The error margin in determining the actual layer thickness was on average +/- 2.59 nm.

We have updated the manuscript accordingly—the changes can be found in lines 109–113 and line 127.

Comment 3: Were the grain size variations correlated with the piezoelectric coefficient statistically significant?

Response 3: No. Although the Pearson correlation coefficient for our films is quite high, it indicates a strong linear trend between grain size and the piezoelectric coefficient, the associated p-value is above the common 0.05 threshold. In other words, we can’t reject the null hypothesis of no true correlation, so these results aren’t statistically significant, and more data are required.

Comment 4: Casting (Adv. Compos. Hybrid Mater. 2022, 5 (4), 2906-2920) is an important method for preparing functional films. These works should be compared with your preparation method to highlight the importance of your work.

Response 4: We appreciate the reviewer’s comment and the opportunity to clarify our methodological choice. In our introduction and literature review, we emphasized the body of work showing that pulsed laser ablation (PLD) consistently yields the highest-quality BiFeO₃ thin films. Prior studies have demonstrated its advantages in preserving stoichiometry, achieving high crystallinity, reducing surface roughness to the sub-nanometer scale, and enhancing functional responses such as ferroelectricity and piezoelectricity.

We compared different fabrication routes, including Ni-chain acrylate casting, which is suitable for composite films with EMI-shielding applications but lacks precise control over crystallinity and stoichiometry. In contrast, laser ablation directly transfers material from the BiFeO₃ target to the substrate under controlled conditions, allowing active tuning of film thickness, grain size, and orientation. This ensures phase-pure, dense oxide films free of polymer residues or secondary contamination.

Because our study focuses on BiFeO₃ as a functional oxide for device-level applications, the ability to reproducibly grow crystalline, stoichiometric films was critical. For these reasons, and supported by the strong consensus in the literature, we adopted laser ablation as the most reliable and effective fabrication method for our work.

Comment 5: How was the polarization fatigue behavior of the multilayer films?

— EXCERPTED DATA —

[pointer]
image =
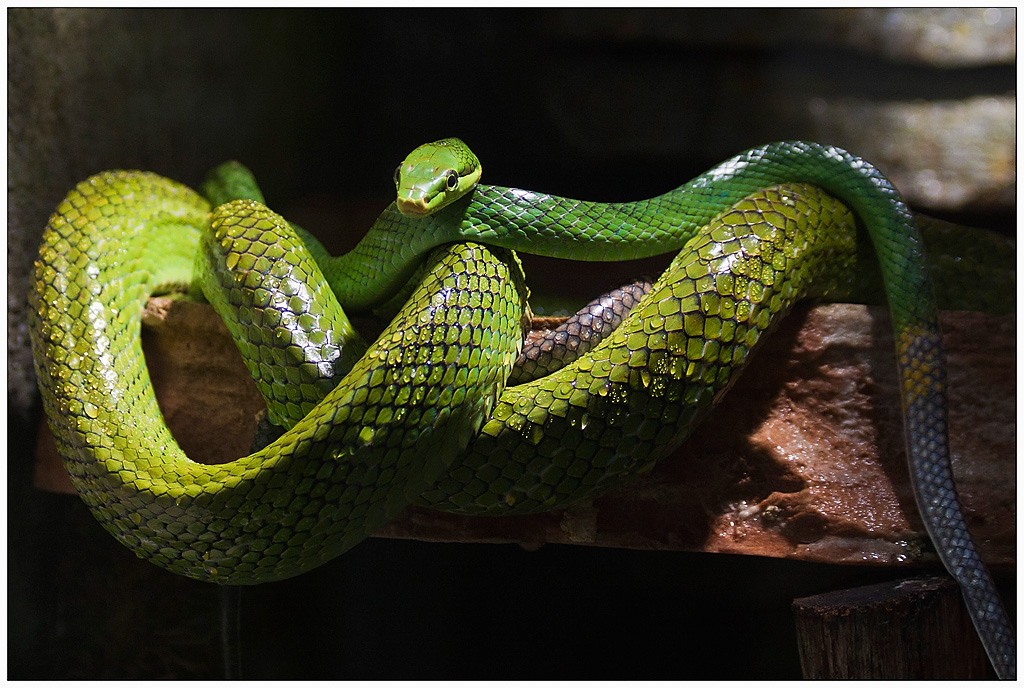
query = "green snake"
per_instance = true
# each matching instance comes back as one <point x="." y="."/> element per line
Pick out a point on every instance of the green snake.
<point x="422" y="416"/>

— PROBLEMS —
1) According to the review response, which casting method is suitable for composite films with EMI-shielding applications?
2) Reproduce the review response from "We have updated" up to and including "data are required.".
The data are separate material with no connection to the review response.

— SOLUTIONS BELOW —
1) Ni-chain acrylate casting.

2)
We have updated the manuscript accordingly—the changes can be found in lines 109–113 and line 127.

Comment 3: Were the grain size variations correlated with the piezoelectric coefficient statistically significant?

Response 3: No. Although the Pearson correlation coefficient for our films is quite high, it indicates a strong linear trend between grain size and the piezoelectric coefficient, the associated p-value is above the common 0.05 threshold. In other words, we can’t reject the null hypothesis of no true correlation, so these results aren’t statistically significant, and more data are required.